--- start of Page extract ---

I did a search for this and got some good ideas, so I'd love some feedback on the list I put together from others' suggestions.

I live in NW Arkansas, and will be starting with two hives in the spring.

(12) 6 5/8 medium supers, 8-frame
(96) 6 1/4 grooved top frames
(96) 3/4" small-cell wax starter strips (not sure if I got this one right...and do folks prefer to cut their own to size or purchase these ready-made?)
(2) screened bottom boards
(2) migratory covers  (where does one get an 8-frame migratory cover?)
(2) slatted racks (betterbee.com makes good ones?)
(2) hive stands
(2) 8-frame hive top feeders
large pro-smoker
smoker fuel pellets
zip-up jacket with veil
Italian or hook hive tool (many people said have several of these)
frame rest
BEES!

I used as one resource a list that someone here made in Jan. 2010. There was a bunch of good info there. I'm not asking anybody to repeat themselves, just trying to build on good advice. Many thanks.

--- end of Page extract ---

• **Task instructions**:
1. In the beekeeping post, how many hives will the writer start with in the spring?
2. Do these statements agree with the beekeeping post? Answer yes or no for each, and quote the words of the post that decide it.
(a) The writer lives in NW Arkansas.
(b) The list calls for 48 grooved top frames.
(c) One resource the writer used was a list made in Jan. 2010.
3. Transcribe the part of the beekeeping post between "(12) 6 5/8 medium" and "purchase these ready-made?)", inclusive.

--- start of Dataset section ---

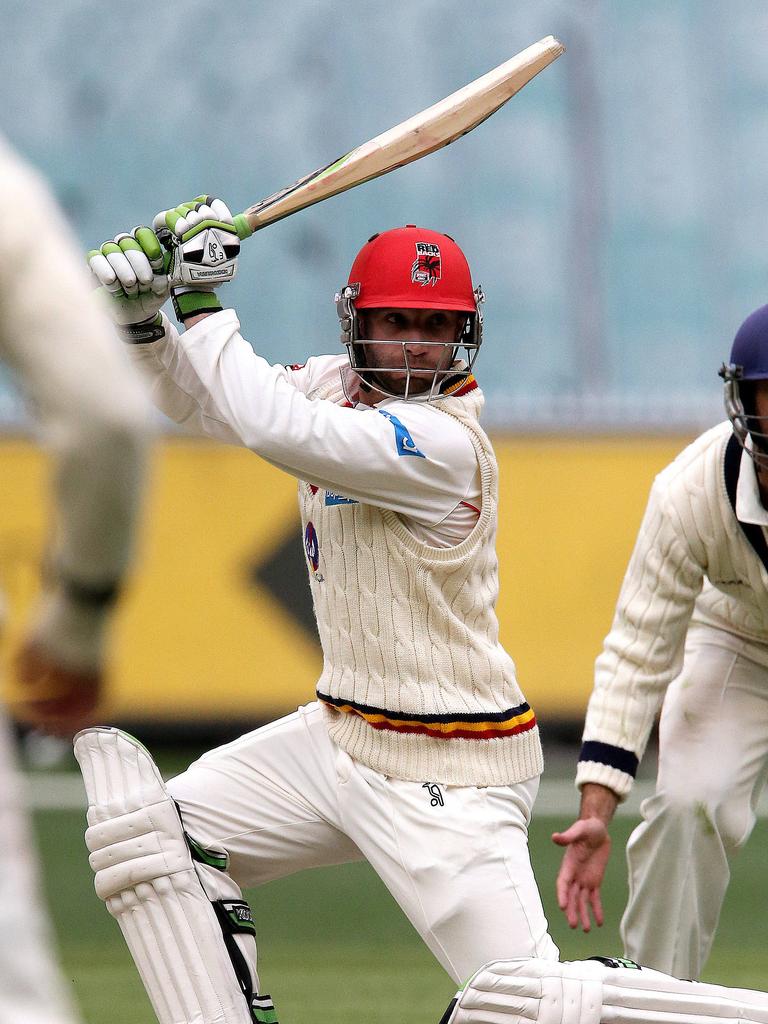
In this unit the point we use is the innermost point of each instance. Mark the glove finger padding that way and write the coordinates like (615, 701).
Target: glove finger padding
(131, 267)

--- end of Dataset section ---

• **Results by task**:
1. Two hives.

2.
(a) Yes: "I live in NW Arkansas"
(b) No: "(96) 6 1/4 grooved top frames"
(c) Yes: "I used as one resource a list that someone here made in Jan. 2010."

3.
(12) 6 5/8 medium supers, 8-frame
(96) 6 1/4 grooved top frames
(96) 3/4" small-cell wax starter strips (not sure if I got this one right...and do folks prefer to cut their own to size or purchase these ready-made?)